- [REQUIRED TASK A]: In the cookbook discussion thread, what fee does VeraBlue offer to waive?

- [TEXT PROVIDED]:
I'm not quite sure how to respond to this...It seemed that Aria and I had this pretty much settled, conversationally.    I do understand the nature of cookbooks, everything from 'good' cookbooks to printed recipes from the 1700s, those translated from another language, card files passed down through generations.  I'm not sure what about my response would suggest I don't understand cookbooks.  
The comment regarding whole herbs was meant to be tongue in cheek, not a literal expression.


----------



## Candocook (Dec 28, 2006)

I think Michael's interpretation of the specificity of the direction for that cookbook is quite cogent. I was a bit befuddled by the ground herb thing, since I find them to be SO specific for certain recipes and not at all applicable for others. So a "blanket" pronouncement to use ground herbs was confusing. Thanks Michael.
As for "30 year old cookbooks", Julia's still work very well for me.


----------



## Michael in FtW (Dec 29, 2006)

VeraBlue said:
			
		

> The comment regarding whole herbs was meant to be tongue in cheek, not a literal expression.


 
Sorry, VB - I failed to include an emoticon to denote that I, too, was being a bit cheeky. I know you know cooking, and how to read cookbooks. So for my negligence I will willingly strip off my shirt, wrap my arms around the mast, and take my 40-lashes with a wet noodle without a whimper....


----------



## VeraBlue (Dec 30, 2006)

Michael in FtW said:
			
		

> Sorry, VB - I failed to include an emoticon to denote that I, too, was being a bit cheeky. I know you know cooking, and how to read cookbooks. So for my negligence I will willingly strip off my shirt, wrap my arms around the mast, and take my 40-lashes with a wet noodle without a whimper....



Okay, now you've gone and one it....I'm all excited...I'll even waive my normal $250 fee !!!!

Thanks for the clarification, I really do mean that.


----------

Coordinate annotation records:
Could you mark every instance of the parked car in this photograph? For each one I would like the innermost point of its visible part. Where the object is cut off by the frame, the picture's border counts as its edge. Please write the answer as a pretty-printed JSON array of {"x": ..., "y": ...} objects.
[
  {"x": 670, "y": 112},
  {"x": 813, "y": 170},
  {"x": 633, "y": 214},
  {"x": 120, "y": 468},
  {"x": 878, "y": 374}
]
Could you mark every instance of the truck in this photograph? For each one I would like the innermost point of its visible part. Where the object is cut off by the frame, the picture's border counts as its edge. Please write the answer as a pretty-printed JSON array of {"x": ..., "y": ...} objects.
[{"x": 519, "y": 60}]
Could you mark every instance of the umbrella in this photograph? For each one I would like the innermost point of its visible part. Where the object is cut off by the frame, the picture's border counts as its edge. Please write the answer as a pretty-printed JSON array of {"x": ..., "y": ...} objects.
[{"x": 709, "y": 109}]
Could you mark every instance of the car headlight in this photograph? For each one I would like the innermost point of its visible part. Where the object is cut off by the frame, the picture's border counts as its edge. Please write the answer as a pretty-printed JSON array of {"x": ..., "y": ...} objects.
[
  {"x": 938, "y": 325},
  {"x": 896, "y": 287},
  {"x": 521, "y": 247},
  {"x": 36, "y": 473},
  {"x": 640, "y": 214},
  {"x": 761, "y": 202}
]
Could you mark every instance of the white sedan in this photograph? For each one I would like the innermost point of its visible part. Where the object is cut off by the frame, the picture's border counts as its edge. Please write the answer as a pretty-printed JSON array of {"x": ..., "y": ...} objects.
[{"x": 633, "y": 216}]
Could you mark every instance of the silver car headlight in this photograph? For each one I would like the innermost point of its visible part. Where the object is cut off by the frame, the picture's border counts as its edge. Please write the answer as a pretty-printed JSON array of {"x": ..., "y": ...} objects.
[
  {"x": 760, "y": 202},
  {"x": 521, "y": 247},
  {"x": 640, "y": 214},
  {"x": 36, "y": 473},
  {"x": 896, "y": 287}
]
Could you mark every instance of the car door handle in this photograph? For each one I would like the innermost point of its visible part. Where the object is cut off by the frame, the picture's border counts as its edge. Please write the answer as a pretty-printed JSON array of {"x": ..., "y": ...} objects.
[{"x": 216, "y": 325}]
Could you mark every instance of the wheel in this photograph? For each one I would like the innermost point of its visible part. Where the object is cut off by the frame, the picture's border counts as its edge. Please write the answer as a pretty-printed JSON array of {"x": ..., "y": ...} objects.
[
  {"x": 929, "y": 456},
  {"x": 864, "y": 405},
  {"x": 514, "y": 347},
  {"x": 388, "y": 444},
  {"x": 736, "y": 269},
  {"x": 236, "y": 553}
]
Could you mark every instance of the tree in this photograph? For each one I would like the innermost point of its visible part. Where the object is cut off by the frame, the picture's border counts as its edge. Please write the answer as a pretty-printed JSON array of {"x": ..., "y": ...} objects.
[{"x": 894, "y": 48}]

- [REQUIRED TASK B]: Starting at the line of the records that contains "Could you mark every instance of the white" and ending with the last line of the records, reproduce those lines with "photograph" renamed to "image" and everything else left as it stands.

- [EXERCISE SOLUTION A]: Her normal $250 fee.

- [EXERCISE SOLUTION B]:
Could you mark every instance of the white sedan in this image? For each one I would like the innermost point of its visible part. Where the object is cut off by the frame, the picture's border counts as its edge. Please write the answer as a pretty-printed JSON array of {"x": ..., "y": ...} objects.
[{"x": 633, "y": 216}]
Could you mark every instance of the silver car headlight in this image? For each one I would like the innermost point of its visible part. Where the object is cut off by the frame, the picture's border counts as its edge. Please write the answer as a pretty-printed JSON array of {"x": ..., "y": ...} objects.
[
  {"x": 760, "y": 202},
  {"x": 521, "y": 247},
  {"x": 640, "y": 214},
  {"x": 36, "y": 473},
  {"x": 896, "y": 287}
]
Could you mark every instance of the car door handle in this image? For each one I would like the innermost point of its visible part. Where the object is cut off by the frame, the picture's border counts as its edge. Please write the answer as a pretty-printed JSON array of {"x": ..., "y": ...} objects.
[{"x": 216, "y": 325}]
Could you mark every instance of the wheel in this image? For each one I would like the innermost point of its visible part. Where the object is cut off by the frame, the picture's border counts as its edge. Please write the answer as a pretty-printed JSON array of {"x": ..., "y": ...} objects.
[
  {"x": 929, "y": 456},
  {"x": 864, "y": 405},
  {"x": 514, "y": 347},
  {"x": 388, "y": 444},
  {"x": 736, "y": 269},
  {"x": 236, "y": 553}
]
Could you mark every instance of the tree in this image? For each one I would like the innermost point of its visible part. Where the object is cut off by the frame, the picture's border counts as its edge. Please write the answer as a pretty-printed JSON array of {"x": ..., "y": ...} objects.
[{"x": 894, "y": 48}]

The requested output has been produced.